■ Problem to work on
Can you sum up the article on Ford's in-car health monitoring below in two sentences?

■ Exercise text
▼
Venerable carmaker Ford wants to be in the driver’s seat when it comes to expanding the reach of mHealth to Americans.
“The car is more than just a car,” says Paul Mascarenas, Ford’s chief technology officer. “People spend almost an entire week a year on the road and that’s expected to increase. The car is a private space for conducting personal business. We see health and wellness as a core area.”
As a result, medical monitoring is becoming a major area of concentration for Ford. And its beginning to show.
In addition to vehicle based systems that check one’s blood-sugar levels, Ford has begun producing a car seat to monitor the driver’s heart rate – a development that Ford hopes may warn motorists of a possible heart attack, thus better providing for their safety and the safety of others on the road.
Other features may ultimately enable breathing patterns for asthmatics to be tracked or pollen counts for allergy sufferers to be monitored.
The features Ford is researching may help boost the prices it can charge for cars. They may be added in one to five years to Ford’s Sync software, the voice-activated communication system it developed with Microsoft Corp. (MSFT) and offers on most models. Sync, together with limited supplies and higher quality, helped boost Ford’s average prices $4,100 from two years ago.
“The whole concept of monitoring the driver from a medical perspective is a booming potential area,” Bryan Reimer, a research scientist in the AgeLab at the Massachusetts Institute of Technology in Cambridge, tells Bloomberg.
According to a recent survey by Harris Interactive and CTIA, approximately 78 percent of US consumers “are interested in mobile health solutions.”
▲
Entries taken from a collection:
▼
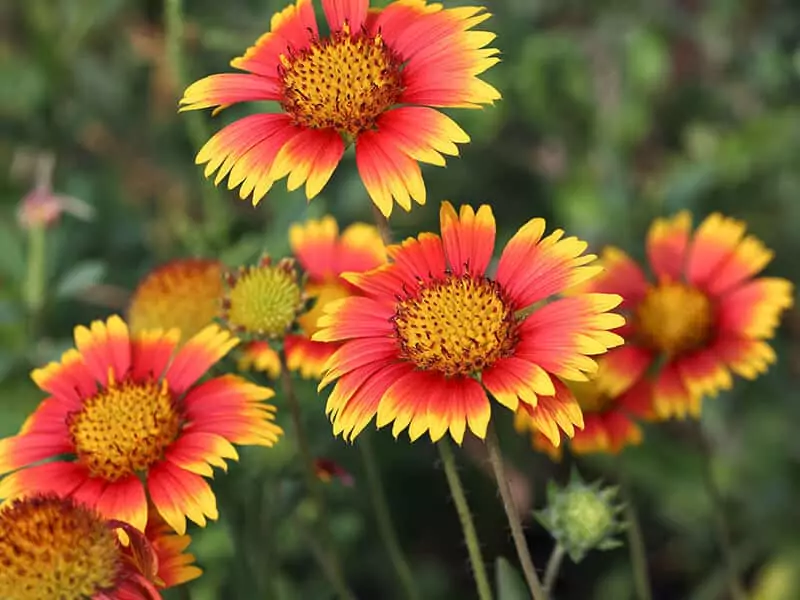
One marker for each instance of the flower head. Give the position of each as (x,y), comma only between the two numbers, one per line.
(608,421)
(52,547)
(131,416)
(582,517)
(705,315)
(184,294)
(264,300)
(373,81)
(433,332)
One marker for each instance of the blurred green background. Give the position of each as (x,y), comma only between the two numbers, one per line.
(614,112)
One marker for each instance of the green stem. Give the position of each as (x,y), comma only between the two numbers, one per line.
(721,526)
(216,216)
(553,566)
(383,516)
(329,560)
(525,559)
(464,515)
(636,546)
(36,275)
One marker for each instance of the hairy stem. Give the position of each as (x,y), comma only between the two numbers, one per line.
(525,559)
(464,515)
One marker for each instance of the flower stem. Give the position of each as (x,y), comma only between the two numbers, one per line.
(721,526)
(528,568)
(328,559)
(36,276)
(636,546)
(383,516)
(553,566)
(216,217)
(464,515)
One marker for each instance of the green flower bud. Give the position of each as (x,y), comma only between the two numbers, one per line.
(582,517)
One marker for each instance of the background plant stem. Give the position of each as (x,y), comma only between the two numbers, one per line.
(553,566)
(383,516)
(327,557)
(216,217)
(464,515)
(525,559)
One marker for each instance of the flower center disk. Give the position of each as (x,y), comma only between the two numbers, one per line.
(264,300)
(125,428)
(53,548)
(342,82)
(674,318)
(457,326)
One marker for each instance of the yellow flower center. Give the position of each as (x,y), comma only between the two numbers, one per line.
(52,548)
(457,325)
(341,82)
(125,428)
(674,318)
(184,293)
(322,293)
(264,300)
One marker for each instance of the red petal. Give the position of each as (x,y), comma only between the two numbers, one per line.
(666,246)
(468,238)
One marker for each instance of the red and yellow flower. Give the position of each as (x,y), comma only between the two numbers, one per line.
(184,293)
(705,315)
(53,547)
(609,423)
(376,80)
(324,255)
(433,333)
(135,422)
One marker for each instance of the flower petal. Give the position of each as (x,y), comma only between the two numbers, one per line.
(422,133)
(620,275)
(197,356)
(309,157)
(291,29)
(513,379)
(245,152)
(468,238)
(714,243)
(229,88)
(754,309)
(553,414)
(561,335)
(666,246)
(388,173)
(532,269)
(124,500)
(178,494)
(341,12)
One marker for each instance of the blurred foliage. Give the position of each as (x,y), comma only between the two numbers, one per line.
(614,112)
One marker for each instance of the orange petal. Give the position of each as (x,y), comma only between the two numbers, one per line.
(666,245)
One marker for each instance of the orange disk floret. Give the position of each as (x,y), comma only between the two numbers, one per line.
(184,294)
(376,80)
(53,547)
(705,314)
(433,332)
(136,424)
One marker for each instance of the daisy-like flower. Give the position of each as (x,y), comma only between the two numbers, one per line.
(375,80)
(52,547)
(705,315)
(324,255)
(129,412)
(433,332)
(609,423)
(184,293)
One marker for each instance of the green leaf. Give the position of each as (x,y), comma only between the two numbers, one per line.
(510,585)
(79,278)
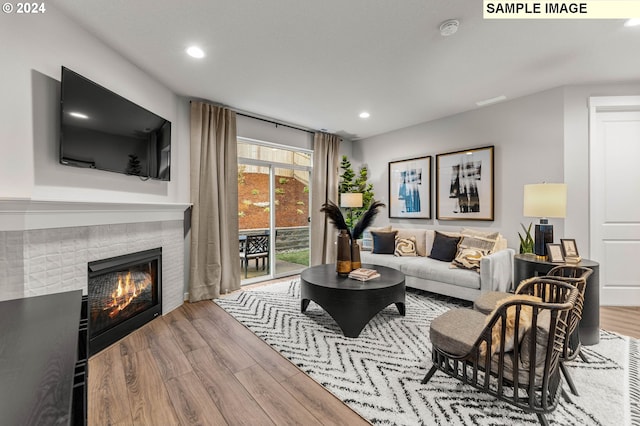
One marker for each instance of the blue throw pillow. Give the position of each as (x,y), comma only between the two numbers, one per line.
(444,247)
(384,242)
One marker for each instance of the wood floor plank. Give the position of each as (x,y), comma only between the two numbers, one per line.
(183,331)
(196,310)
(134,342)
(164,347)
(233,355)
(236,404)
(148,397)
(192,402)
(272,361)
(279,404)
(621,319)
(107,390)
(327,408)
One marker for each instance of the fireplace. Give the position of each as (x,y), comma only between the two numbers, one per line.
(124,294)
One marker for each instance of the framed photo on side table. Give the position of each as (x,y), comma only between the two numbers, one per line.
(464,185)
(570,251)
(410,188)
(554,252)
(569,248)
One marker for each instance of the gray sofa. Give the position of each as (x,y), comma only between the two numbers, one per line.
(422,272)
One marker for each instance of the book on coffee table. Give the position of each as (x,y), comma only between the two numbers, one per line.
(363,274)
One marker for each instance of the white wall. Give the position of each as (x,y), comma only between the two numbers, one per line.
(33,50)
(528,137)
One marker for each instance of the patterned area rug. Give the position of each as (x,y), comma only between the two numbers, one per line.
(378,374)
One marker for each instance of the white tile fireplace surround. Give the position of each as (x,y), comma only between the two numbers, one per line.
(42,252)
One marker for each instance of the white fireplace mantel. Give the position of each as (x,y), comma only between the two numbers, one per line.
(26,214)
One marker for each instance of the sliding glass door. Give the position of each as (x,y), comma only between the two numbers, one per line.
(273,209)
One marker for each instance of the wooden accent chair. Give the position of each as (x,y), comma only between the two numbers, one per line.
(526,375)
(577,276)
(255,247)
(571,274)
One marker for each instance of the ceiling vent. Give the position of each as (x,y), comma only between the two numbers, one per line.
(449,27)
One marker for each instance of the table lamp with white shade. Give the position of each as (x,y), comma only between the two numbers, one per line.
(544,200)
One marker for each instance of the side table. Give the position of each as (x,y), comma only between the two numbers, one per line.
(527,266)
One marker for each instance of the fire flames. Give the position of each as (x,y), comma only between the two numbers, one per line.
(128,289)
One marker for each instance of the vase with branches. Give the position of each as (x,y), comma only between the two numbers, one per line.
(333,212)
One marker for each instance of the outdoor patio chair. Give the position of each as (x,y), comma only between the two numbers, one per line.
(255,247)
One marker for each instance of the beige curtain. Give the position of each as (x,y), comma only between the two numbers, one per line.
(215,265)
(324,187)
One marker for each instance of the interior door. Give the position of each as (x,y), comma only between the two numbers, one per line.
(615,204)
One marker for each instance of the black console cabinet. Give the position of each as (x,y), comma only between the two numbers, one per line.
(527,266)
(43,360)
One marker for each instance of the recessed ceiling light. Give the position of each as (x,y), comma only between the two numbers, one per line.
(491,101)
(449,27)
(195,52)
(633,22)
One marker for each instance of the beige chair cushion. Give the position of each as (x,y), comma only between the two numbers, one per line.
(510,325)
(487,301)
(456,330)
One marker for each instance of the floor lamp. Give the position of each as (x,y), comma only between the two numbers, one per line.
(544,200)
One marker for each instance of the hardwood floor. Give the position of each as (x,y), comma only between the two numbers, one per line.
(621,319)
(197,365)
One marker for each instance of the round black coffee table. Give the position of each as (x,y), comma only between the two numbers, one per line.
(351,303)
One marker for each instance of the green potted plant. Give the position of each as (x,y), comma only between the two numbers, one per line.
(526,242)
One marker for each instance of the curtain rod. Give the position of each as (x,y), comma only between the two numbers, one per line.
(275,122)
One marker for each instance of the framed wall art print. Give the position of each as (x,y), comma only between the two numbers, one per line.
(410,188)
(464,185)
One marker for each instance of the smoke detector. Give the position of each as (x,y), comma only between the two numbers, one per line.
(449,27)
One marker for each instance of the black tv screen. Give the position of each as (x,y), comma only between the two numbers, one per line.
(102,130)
▲
■ Solution for this task
Ford is making medical monitoring a major focus, with vehicle systems that check blood-sugar levels and a car seat that monitors the driver's heart rate, and other features may eventually track asthmatics' breathing or pollen counts. These features may be added to Ford's Sync software in one to five years and may help boost the prices Ford can charge for cars.